Problem to solve: Reproduce all of the data below, swapping every "this photo" for "this image" and leaving everything else unchanged. Leave the pictures out of your output.

Supplied data:
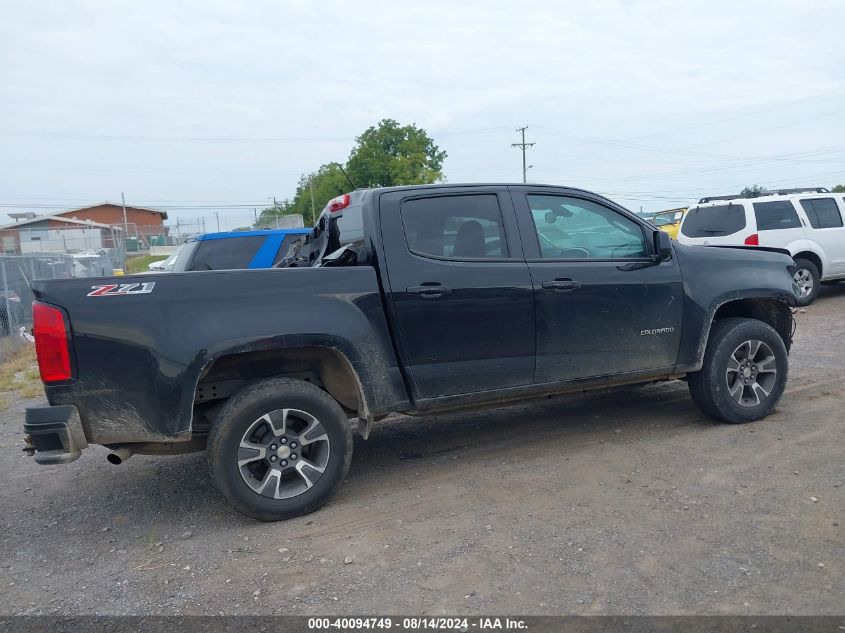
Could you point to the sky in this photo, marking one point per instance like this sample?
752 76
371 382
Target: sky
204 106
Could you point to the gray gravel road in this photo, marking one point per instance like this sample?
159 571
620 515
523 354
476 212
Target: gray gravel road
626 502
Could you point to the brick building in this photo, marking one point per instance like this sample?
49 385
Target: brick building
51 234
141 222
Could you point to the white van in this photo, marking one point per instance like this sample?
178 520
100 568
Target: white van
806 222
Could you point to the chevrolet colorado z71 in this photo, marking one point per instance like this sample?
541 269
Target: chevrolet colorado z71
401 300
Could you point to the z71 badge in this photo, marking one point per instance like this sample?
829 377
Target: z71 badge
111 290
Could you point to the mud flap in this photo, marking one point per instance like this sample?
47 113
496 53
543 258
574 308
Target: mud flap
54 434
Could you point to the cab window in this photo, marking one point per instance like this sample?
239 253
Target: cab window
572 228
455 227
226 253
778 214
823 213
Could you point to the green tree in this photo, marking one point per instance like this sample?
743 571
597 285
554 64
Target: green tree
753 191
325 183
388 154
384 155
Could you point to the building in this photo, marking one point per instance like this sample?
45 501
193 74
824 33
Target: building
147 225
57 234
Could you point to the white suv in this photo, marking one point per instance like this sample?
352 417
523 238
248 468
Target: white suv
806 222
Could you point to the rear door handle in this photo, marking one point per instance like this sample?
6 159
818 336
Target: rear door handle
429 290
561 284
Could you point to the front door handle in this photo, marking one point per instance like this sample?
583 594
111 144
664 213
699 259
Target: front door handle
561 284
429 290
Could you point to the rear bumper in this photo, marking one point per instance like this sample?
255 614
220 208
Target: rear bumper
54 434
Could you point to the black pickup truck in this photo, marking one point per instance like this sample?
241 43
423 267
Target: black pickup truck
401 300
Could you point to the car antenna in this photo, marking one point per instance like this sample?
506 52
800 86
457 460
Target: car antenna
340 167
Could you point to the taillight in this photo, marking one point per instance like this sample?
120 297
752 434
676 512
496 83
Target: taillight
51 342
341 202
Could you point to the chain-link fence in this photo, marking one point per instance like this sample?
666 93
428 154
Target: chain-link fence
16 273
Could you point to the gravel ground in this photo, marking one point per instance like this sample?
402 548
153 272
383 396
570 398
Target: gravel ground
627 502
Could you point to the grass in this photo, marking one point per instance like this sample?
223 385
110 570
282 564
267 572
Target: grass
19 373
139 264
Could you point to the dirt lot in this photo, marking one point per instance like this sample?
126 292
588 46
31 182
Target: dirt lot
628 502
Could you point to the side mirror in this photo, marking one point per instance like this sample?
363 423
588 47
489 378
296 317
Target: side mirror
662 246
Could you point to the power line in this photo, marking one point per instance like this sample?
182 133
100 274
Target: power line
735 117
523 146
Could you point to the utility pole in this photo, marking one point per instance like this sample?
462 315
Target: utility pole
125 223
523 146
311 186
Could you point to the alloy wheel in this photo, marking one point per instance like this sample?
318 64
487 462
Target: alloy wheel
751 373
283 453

Reply to the exercise:
Could you point to the sky in this image, marking one point per instance like this sample?
752 76
371 382
Target: sky
204 106
Could you point to the gray gravel road in this image, marking one point per instance like this sample?
159 571
620 515
523 354
476 212
Target: gray gravel road
626 502
Could you point to the brick building in this image, marking one point per instance like this sample?
49 385
Target: brick building
51 234
141 222
Could you point to the white van in this image, marking one point per instance like this sample?
178 520
100 568
Target: white van
806 222
Could you point to the chevrolet colorado z71 in this image, marking one point per instance like this sample?
541 269
Target: chevrolet colorado z71
401 300
Could you point to the z71 badge in this image, marking one point per instance like this sample?
829 377
Target: z71 badge
111 290
Could you point to the mud flap in this image, marking one point per instance like this sample?
47 113
496 53
543 258
574 308
Target: mud flap
54 434
Could you point to the cab window in this image, marking one point per instance like this sample?
239 253
Target: cab window
572 228
455 227
226 253
778 214
823 213
Could you point to the green tree in this image, marking one point per instance like this sample?
743 571
597 285
554 64
Target: green tree
753 191
325 183
388 154
384 155
Could you point to the building in this image, marking one point per instance like this sample?
45 501
193 74
824 33
Target: building
147 225
57 234
Could you point to the white suv in this image, marking one point per instance like this sample?
352 417
523 238
248 468
Target: white suv
806 222
Could you point to the rear door handle in this image, marking one point per instance like this sample?
6 159
818 336
Target: rear door handle
429 290
561 284
Could you point to the front door handle in this image, marking one point per instance like this sample?
583 594
111 144
664 213
699 259
Target: front door handle
561 284
429 290
Could you point to the rear bumper in this image, marking one point per instance like this sample?
255 614
220 208
Target: rear bumper
54 434
Could you point to the black pickup truck in this image, marking one point per instance like this sample?
241 43
423 267
Target: black pickup truck
401 300
Could you point to the car antenna in this image, marking one point per instance like this sample?
506 52
800 86
457 460
Target: car antenna
340 167
Could you point to the taillight in this image, marking one point per instance like this sample?
120 297
752 434
676 512
496 83
Target: taillight
51 342
341 202
Could you point to the chain-link fence in this image, marking one point per instance like this sample?
666 93
428 154
Target: chain-link fence
16 273
Could you point to the gravel ground in this image, marking one point per instance like this sample?
402 548
153 272
383 396
570 398
Target: gravel ground
627 502
Could you point to the grass in this image, marking one point per instance like this sample?
223 385
110 570
282 564
267 572
Target: grass
19 373
139 264
Could you point to the dirt lot in this image, marking one point per instance like this sample?
126 292
588 46
31 182
Target: dirt lot
628 502
Could you point to the side mirror in this image, marking one point per instance like this sample?
363 423
588 47
489 378
296 317
Target: side mirror
662 246
Could you point to the power line in this image, marking one point per instance like this sample?
182 133
100 274
Target: power line
735 117
523 146
Could you point to the utility pole in this image, marking one point per instance like this sample?
462 315
Target: utility pole
125 223
523 146
311 186
Could you point to the alloy wheel in this image, marking one point per instance like this sample?
318 64
487 462
Target: alloy wheel
751 373
283 453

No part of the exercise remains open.